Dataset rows
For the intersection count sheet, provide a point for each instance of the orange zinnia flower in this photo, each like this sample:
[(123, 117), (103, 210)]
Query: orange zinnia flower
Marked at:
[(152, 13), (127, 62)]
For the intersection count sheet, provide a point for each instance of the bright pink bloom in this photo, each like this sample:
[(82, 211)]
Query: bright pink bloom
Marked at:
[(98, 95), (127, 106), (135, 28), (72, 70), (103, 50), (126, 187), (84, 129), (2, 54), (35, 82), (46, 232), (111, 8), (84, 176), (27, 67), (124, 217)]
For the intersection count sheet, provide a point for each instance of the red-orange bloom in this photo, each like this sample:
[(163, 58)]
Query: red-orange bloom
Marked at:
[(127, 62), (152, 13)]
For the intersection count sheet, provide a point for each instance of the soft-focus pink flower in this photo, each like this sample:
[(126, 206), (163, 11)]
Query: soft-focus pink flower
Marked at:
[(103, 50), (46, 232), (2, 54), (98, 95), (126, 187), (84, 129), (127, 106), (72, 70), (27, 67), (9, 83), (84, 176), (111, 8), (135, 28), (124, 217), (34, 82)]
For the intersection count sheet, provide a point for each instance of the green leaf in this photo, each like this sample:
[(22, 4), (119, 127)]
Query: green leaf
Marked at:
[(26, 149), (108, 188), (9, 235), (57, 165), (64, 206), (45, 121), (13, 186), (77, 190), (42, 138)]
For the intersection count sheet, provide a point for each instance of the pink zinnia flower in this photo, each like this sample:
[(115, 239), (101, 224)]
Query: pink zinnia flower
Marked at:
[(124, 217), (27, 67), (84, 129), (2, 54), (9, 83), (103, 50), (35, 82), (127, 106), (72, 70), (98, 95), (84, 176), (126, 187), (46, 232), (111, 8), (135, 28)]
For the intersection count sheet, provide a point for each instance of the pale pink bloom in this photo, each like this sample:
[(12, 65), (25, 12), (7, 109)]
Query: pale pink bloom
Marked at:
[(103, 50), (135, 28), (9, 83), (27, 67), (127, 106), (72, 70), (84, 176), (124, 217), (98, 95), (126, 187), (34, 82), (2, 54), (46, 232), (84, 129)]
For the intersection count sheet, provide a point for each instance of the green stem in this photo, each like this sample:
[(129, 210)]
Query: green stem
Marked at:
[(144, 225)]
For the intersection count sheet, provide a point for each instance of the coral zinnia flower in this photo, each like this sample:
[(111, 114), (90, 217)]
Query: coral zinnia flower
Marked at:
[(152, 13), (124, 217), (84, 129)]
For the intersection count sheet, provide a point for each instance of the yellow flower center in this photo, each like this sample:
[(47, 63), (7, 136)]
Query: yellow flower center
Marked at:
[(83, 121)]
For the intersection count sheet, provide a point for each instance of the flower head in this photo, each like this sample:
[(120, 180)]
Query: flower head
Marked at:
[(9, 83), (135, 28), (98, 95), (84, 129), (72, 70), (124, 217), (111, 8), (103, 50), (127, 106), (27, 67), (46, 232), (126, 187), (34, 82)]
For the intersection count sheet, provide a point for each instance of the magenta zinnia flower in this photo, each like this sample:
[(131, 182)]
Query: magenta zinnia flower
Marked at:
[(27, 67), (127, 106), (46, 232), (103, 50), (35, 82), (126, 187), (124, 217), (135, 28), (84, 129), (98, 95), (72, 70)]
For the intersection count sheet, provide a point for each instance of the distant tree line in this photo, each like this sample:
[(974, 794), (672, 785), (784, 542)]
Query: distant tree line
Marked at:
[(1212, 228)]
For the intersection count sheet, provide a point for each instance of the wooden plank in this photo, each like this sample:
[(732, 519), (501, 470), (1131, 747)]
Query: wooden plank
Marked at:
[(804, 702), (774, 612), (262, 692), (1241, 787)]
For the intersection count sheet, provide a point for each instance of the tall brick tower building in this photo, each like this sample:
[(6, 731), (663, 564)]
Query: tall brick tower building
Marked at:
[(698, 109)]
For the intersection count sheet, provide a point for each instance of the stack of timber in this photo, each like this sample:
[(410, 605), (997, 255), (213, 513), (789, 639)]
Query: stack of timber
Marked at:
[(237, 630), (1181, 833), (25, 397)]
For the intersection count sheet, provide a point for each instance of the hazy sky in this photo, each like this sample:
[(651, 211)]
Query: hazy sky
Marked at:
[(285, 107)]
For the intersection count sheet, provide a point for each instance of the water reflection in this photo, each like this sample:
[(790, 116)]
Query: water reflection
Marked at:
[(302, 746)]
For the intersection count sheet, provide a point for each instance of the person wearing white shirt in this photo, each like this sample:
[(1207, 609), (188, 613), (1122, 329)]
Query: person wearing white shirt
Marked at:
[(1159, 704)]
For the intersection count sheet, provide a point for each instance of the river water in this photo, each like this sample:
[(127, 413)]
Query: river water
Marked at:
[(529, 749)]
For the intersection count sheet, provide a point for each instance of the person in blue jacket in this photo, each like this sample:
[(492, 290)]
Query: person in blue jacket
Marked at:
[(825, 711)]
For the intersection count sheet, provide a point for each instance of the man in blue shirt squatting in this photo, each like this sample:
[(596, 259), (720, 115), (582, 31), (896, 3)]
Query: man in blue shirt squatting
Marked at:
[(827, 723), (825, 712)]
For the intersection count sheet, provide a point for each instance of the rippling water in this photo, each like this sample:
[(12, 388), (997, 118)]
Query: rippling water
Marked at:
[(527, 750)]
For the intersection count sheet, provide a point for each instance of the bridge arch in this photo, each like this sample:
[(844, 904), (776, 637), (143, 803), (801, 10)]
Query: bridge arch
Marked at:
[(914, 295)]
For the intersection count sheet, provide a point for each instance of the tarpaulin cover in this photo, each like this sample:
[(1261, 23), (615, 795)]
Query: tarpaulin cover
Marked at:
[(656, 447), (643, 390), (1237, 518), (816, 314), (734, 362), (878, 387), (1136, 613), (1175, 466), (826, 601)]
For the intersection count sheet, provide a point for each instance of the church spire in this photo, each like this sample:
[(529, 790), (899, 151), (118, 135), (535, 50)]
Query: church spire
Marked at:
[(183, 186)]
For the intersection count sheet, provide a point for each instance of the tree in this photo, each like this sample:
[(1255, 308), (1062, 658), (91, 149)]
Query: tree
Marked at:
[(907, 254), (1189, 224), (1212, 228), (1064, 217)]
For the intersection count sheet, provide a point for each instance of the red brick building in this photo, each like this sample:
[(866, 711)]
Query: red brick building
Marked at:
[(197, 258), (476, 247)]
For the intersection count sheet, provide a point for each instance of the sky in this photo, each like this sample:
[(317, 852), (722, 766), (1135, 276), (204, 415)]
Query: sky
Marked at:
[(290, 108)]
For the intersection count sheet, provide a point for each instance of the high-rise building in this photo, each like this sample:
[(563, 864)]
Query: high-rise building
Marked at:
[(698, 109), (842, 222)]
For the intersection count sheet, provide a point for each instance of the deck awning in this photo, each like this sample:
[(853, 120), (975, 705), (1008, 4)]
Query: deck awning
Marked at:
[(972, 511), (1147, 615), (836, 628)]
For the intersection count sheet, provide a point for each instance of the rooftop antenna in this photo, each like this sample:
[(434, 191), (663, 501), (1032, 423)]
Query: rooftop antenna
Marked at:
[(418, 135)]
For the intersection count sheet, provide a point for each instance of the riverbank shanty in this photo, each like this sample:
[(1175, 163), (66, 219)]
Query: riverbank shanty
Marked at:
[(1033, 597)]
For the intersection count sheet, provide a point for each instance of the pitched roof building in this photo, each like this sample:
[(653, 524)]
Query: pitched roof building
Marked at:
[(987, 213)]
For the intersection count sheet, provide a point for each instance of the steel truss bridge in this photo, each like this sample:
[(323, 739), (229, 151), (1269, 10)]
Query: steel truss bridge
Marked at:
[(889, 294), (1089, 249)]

• WHAT TO WORK ON:
Type out the whole listing above again, exactly as it stands.

• RESPONSE:
For the intersection count sheet, provide a point for each instance of the orange zinnia flower in this photo, each like this sample:
[(123, 117), (103, 210)]
Query: orange zinnia flower
Marked at:
[(152, 13), (127, 62)]
For the intersection count sheet, provide a point for each instance of the bright pink bloom in this photo, each like this sample:
[(82, 211)]
Query: bright pink bloom
Marked at:
[(98, 95), (127, 106), (135, 28), (72, 70), (103, 50), (126, 187), (84, 129), (2, 54), (35, 82), (46, 232), (111, 8), (84, 176), (27, 67), (124, 217)]
For the intersection count sheet, provide a point for each instance of the red-orange bloom in this photo, each like this sample:
[(163, 58)]
Query: red-orange bloom
Marked at:
[(127, 62), (152, 13)]
For the intersection count sheet, provide a point for each instance of the soft-focus pink flower in this photo, each like this sample:
[(126, 206), (163, 11)]
Query: soft-focus pink flower
Marked at:
[(103, 50), (46, 232), (2, 54), (98, 95), (126, 187), (84, 129), (127, 106), (72, 70), (27, 67), (9, 83), (84, 176), (111, 8), (135, 28), (124, 217), (34, 82)]
For the intersection count sheet, provide a point for each instance of the green leaf in this photo, each like this sample:
[(22, 4), (119, 127)]
Query: green leaf
Marked at:
[(26, 149), (108, 188), (9, 235), (57, 165), (64, 206), (45, 121), (13, 186), (77, 190), (42, 138)]
For the intersection count sheet, provide a point for each instance of the pink zinnia flower in this photo, each like this sample:
[(115, 239), (101, 224)]
Query: pink zinnia flower
Marked at:
[(124, 217), (27, 67), (84, 129), (2, 54), (9, 83), (103, 50), (35, 82), (127, 106), (72, 70), (98, 95), (84, 176), (126, 187), (46, 232), (111, 8), (135, 28)]
For the intersection count sheet, provide a point for each instance of the pale pink bloom in this photo, each like this sample:
[(12, 65), (25, 12), (7, 109)]
Query: pale pink bloom
Marked at:
[(103, 50), (135, 28), (9, 83), (27, 67), (127, 106), (72, 70), (84, 176), (124, 217), (98, 95), (126, 187), (34, 82), (2, 54), (46, 232), (84, 129)]
For the intersection count sheet, provide a point for each instance of the green stem in this photo, each like this sample:
[(129, 210)]
Query: green stem
Marked at:
[(144, 225)]
For the intersection count sheet, provide a point for each instance of the coral zinnia flower in this photo, each like this sample:
[(111, 114), (90, 217)]
Query: coral zinnia flower
Marked at:
[(152, 13), (124, 217), (84, 129)]
For the intersection count sheet, provide a point for each instance of the yellow flower center in this photo, each like this sample:
[(47, 63), (7, 136)]
Query: yellow flower center
Marked at:
[(83, 121)]
For the intersection count sheet, provide a point for each instance of the flower head in this photo, each like this sample:
[(120, 180)]
Query: flower head
Marked at:
[(9, 83), (135, 28), (98, 95), (84, 129), (72, 70), (124, 217), (111, 8), (103, 50), (127, 106), (27, 67), (46, 232), (126, 187), (34, 82)]
For the intersection count sheet, provide a point for each instance of the magenta zinnia flower in this photo, each like this sample:
[(131, 182)]
Query: magenta zinnia flower
Marked at:
[(27, 67), (127, 106), (46, 232), (103, 50), (35, 82), (126, 187), (124, 217), (135, 28), (84, 129), (98, 95), (72, 70)]
For the intersection count sheet, provide a point for each instance of the distant tree line in this photo, each like this sample:
[(974, 794), (672, 785), (784, 542)]
Query: distant tree line
Marked at:
[(1212, 228)]
For the intersection count sheet, provide a point for each instance of the wooden plank in this photo, each like this sample:
[(732, 519), (501, 470), (1131, 747)]
Query: wooden plank
Marked at:
[(804, 702), (774, 612), (262, 692), (1241, 787)]
For the intersection count sheet, provide a point for each instance of the tall brick tower building in this photo, each like this sample:
[(6, 731), (663, 564)]
Query: tall brick tower building
Marked at:
[(698, 109)]
For the intersection count sheet, provide a point for each instance of the stack of timber in this photo, each like this sample:
[(410, 605), (997, 255), (213, 513), (789, 639)]
Query: stack of timber
Marked at:
[(237, 630), (1181, 833), (25, 397)]
For the intersection count sheet, provide a point for each instance of the hazy sky in this photo, each like this sample:
[(651, 211)]
Query: hazy sky
Marked at:
[(285, 107)]
For the intersection count sheet, provide a point for each instance of the water reflection in this photo, each like this sample:
[(790, 116)]
Query: water reflection
Marked at:
[(302, 746)]
For the intersection count sheet, provide a point for each instance of the person wearing white shirt in this photo, each like this sample:
[(1207, 609), (188, 613), (1122, 329)]
Query: person wearing white shirt
Marked at:
[(1159, 704)]
For the intersection count sheet, provide a point for each instance of the river water in this photo, each like this sample:
[(127, 413)]
Query: river water
Marked at:
[(529, 749)]
For the intersection count sheet, provide a point for each instance of the person in blue jacket in this photo, each like this sample:
[(492, 290)]
Query: person in blue jacket
Marked at:
[(825, 711)]
For the intersection count sheet, provide a point for each instance of the man in blue shirt squatting in this photo, each like this sample:
[(596, 259), (720, 115), (582, 31), (896, 3)]
Query: man in blue shirt squatting
Marked at:
[(827, 723), (825, 712)]
For the intersection count sheet, provide a point for each instance of the rippling water in this photo, each like this sample:
[(12, 388), (997, 118)]
Query: rippling water
Marked at:
[(527, 750)]
For the intersection count sheet, provide a point for each instance of the bridge arch in this photo, each like this sample:
[(844, 904), (776, 637), (143, 803), (801, 10)]
Query: bridge arch
Marked at:
[(914, 295)]
For the intersection count sheet, provide a point for each instance of the tarpaulin cover in this photo, each like this sample:
[(1261, 23), (615, 795)]
Query: tarpaulin cover
Marked at:
[(656, 447), (643, 390), (1237, 518), (816, 314), (734, 362), (878, 387), (1136, 613), (1175, 466), (826, 601)]
For the intersection count sheet, provide a point for each instance of the church spire in this photo, each like this sample:
[(529, 790), (899, 151), (118, 135), (535, 50)]
Query: church spire
Marked at:
[(183, 186)]
For the intersection count sheet, provide a point for each instance of the tree in this photo, each like this sample:
[(1255, 308), (1062, 658), (91, 149)]
Query: tree
Marked at:
[(907, 254), (1189, 224), (1212, 228), (1064, 217)]
For the intersection count sheet, provide a point for each instance of the red brick building in this photo, each like this sample:
[(866, 711)]
Query: red brick building
Marked at:
[(197, 258), (476, 247)]
For the intersection count sheet, provide a point for each instance of the sky in this photo, each like this sample:
[(317, 852), (722, 766), (1135, 276), (204, 415)]
Query: sky
Marked at:
[(290, 108)]
For the intersection count sheet, provide a point for each instance of the high-rise building in this photo, each like this sample:
[(563, 864)]
Query: high-rise building
Marked at:
[(698, 109), (842, 222)]
For the intersection count sheet, provide a point for each instance of the deck awning in this photo, each like this sample:
[(853, 120), (975, 705), (1008, 4)]
Query: deck awning
Marked at:
[(972, 511), (1147, 615), (836, 628)]
For the intersection count sheet, provide a point for each instance of the rooftop antenna in this photo, each like this sample:
[(434, 191), (663, 501), (1032, 423)]
Query: rooftop antenna
Marked at:
[(418, 135)]
For the intersection count sheet, provide a point for each instance of the riverbank shanty in this photo, each like this sample:
[(1175, 163), (66, 219)]
Query: riverbank shanty
Marked at:
[(1033, 597)]
For the intersection count sheet, provide a point for each instance of the pitched roof building in this photo, each like this sample:
[(653, 524)]
Query: pitched roof building
Marked at:
[(987, 213)]
For the intersection count sheet, provide a point for each instance of the steel truss bridge in this photo, each like this sample:
[(323, 739), (229, 151), (1269, 10)]
Query: steel truss bridge
Marked at:
[(889, 294), (1089, 249)]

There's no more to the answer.